**Text extract:**
# # # #

Note: This bonus does not apply if you own an S-corp, C-corp, an estate, or a non-parent partnership. In those cases, you have to withhold and pay both the employee and employer portions of FICA taxes from dollar one — regardless of your child’s age.
Sole proprietorships and parent partnerships also don’t pay federal unemployment taxes (FUTA) on wages if your child is under 21 — but while they’re younger, those savings add up.
(The same limitations apply here: If your business is an S-corp, C-corp, or a non-family partnership, you’re still on the hook for FUTA taxes. And for LLCs, it depends on how your LLC is taxed – Single-member LLCs taxed as sole proprietorships and multi-member LLCs taxed as partnerships qualify for these bonuses, but those taxed as S-corps or C-corps don’t.)
Now, the IRS does have some guidelines about hiring family that you’ll need to follow. If they think you’re not playing by the rules, they can disallow your deduction. To avoid this, make sure you…
1. Give your child real (age-appropriate) work. The IRS requires that your child perform bona fide work that is ordinary and necessary to your trade or business. Also, their tasks should be the same as is reasonably expected of anyone else in the same role.
In addition, their work has to benefit the business (not the household). That means no lawn mowing, babysitting siblings, or doing your grocery run. Even if it “frees you up” to work more in your business.
Duties like filing, stuffing mailers, assembling kits, cleaning the storefront, taking inventory, and helping with social media, as examples, are all viable, depending on the age of your child, of course.
(Note that there’s no IRS minimum age requirement. But in audit history, age 7 is generally the earliest the IRS accepts employment in court cases.)
2. Pay reasonable wages. Yes, you want to pay your child as much as you can (within the boundaries of the standard deduction) to maximize the tax benefit. But if you’d pay a high school intern 13 dollars per hour to do spreadsheet cleanup, don’t pay your 14-year-old more for the same task. Excessive compensation flags IRS suspicion.
Use fair market wages as a benchmark – what would you pay a non-family employee to do the same job?
Also, check with your state’s regulations here – federal child labor laws don’t require minimum wage for children working for their parents in a non-hazardous business, but your state might.
3. Treat them like any other employee. This is a real employee-employer relationship – so, all the same compliance steps apply.

# # # #

**Listing:**
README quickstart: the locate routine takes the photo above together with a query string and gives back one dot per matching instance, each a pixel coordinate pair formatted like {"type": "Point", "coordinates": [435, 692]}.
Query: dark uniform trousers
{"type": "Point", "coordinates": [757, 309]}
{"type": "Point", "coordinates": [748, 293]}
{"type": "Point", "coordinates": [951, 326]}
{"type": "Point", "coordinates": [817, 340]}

# # # #

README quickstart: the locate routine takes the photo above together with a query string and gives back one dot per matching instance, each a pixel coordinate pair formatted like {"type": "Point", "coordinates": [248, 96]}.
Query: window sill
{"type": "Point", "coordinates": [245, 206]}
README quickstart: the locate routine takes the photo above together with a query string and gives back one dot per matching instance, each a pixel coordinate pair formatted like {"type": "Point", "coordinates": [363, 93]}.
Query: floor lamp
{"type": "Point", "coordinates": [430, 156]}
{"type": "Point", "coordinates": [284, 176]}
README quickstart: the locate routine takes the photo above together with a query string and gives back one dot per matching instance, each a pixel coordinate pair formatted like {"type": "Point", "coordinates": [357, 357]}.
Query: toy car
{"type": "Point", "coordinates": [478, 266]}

# # # #

**Exercises to complete:**
A. From the passage on hiring your child in a family business, set down word for word the part that begins with the words containing "2. Pay reasonable" and ends with "compliance steps apply.".
B. Answer these questions from the passage on hiring your child in a family business:
(i) Under what age must the child be for sole proprietorships and parent partnerships to owe no federal unemployment taxes on the child's wages?
(ii) According to audit history, what age is generally the earliest at which the IRS accepts a child's employment in court cases?
(iii) What does the passage say excessive compensation does?

**Task-by-task outputs:**
A.
2. Pay reasonable wages. Yes, you want to pay your child as much as you can (within the boundaries of the standard deduction) to maximize the tax benefit. But if you’d pay a high school intern 13 dollars per hour to do spreadsheet cleanup, don’t pay your 14-year-old more for the same task. Excessive compensation flags IRS suspicion.
Use fair market wages as a benchmark – what would you pay a non-family employee to do the same job?
Also, check with your state’s regulations here – federal child labor laws don’t require minimum wage for children working for their parents in a non-hazardous business, but your state might.
3. Treat them like any other employee. This is a real employee-employer relationship – so, all the same compliance steps apply.

B.
(i) Under 21.
(ii) Age 7.
(iii) It flags IRS suspicion.